■ **Description of the task**: Go through the records underneath and write each one out again exactly.

#### Data

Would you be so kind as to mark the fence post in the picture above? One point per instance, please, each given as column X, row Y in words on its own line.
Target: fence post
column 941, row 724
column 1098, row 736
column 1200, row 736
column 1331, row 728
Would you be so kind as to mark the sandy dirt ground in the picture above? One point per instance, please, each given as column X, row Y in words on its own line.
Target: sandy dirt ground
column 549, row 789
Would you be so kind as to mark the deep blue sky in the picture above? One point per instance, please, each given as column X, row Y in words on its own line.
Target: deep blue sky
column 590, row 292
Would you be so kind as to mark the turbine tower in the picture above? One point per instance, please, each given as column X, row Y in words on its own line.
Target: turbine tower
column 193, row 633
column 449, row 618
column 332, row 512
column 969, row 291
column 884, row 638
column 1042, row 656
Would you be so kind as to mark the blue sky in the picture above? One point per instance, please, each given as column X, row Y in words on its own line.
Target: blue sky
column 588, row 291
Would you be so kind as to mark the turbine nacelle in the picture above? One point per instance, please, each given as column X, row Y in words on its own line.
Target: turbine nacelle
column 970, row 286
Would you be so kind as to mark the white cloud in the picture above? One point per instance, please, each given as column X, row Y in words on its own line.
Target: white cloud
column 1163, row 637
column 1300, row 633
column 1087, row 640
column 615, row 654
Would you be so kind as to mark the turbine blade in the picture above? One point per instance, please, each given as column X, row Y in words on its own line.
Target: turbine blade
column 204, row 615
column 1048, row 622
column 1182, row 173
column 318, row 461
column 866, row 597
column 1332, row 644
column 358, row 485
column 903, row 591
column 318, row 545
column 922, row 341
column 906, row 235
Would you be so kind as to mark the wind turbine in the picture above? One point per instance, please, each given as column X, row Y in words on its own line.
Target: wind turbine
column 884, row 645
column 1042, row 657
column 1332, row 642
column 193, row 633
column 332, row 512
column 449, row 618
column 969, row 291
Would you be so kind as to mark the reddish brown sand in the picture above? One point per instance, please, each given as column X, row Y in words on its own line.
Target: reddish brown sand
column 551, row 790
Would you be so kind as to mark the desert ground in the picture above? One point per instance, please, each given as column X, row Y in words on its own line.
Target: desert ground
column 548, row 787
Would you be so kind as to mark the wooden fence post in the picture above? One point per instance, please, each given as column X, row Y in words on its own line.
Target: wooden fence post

########

■ **Exercise solution**:
Would you be so kind as to mark the fence post in the picture above? One point per instance, please, each given as column X, row Y in words on its own line.
Target: fence post
column 941, row 724
column 1098, row 736
column 1200, row 736
column 1331, row 728
Would you be so kind as to mark the sandy dirt ground in the picture above? One point per instance, please, each given as column X, row Y in words on its own line.
Target: sandy dirt ground
column 549, row 789
Would you be so kind as to mark the deep blue sky in the picture above? One point per instance, please, each given as column X, row Y in words on its own line.
Target: deep blue sky
column 590, row 292
Would you be so kind as to mark the turbine tower in the picture above? One point per instance, please, each given as column X, row Y in words on its own line.
Target: turbine tower
column 193, row 633
column 449, row 618
column 332, row 512
column 969, row 291
column 884, row 638
column 1042, row 656
Would you be so kind as to mark the blue sky in the picture above? One point per instance, please, each given as column X, row Y in words on its own line.
Target: blue sky
column 588, row 291
Would you be so kind as to mark the turbine nacelle in the picture above? One point per instance, please, each given as column X, row Y in words on its own line.
Target: turbine nacelle
column 970, row 286
Would you be so kind as to mark the white cloud in the picture above? One point per instance, please, each given as column X, row Y in words on its own line.
Target: white cloud
column 1163, row 637
column 1300, row 633
column 1087, row 640
column 615, row 654
Would you be so kind as to mark the turbine blade in the picture above? One point per instance, please, each given as column X, row Y in words on its own line.
Target: turbine blade
column 204, row 615
column 1048, row 622
column 1182, row 173
column 318, row 461
column 866, row 597
column 1332, row 644
column 358, row 485
column 903, row 591
column 318, row 545
column 922, row 341
column 906, row 235
Would you be so kind as to mark the wind turbine in the picture above? One point per instance, please, each given as column X, row Y in words on its own line.
Target: wind turbine
column 884, row 645
column 1042, row 657
column 1332, row 642
column 193, row 633
column 332, row 512
column 449, row 618
column 969, row 291
Would you be so kind as to mark the reddish brown sand in the picture above? One point per instance, please, each given as column X, row Y in words on its own line.
Target: reddish brown sand
column 551, row 790
Would you be so kind as to mark the desert ground in the picture above? One point per instance, please, each given as column X, row Y in words on its own line.
Target: desert ground
column 548, row 787
Would you be so kind as to mark the wooden fence post in the picture above? One point per instance, please, each given as column X, row Y in words on its own line.
Target: wooden fence post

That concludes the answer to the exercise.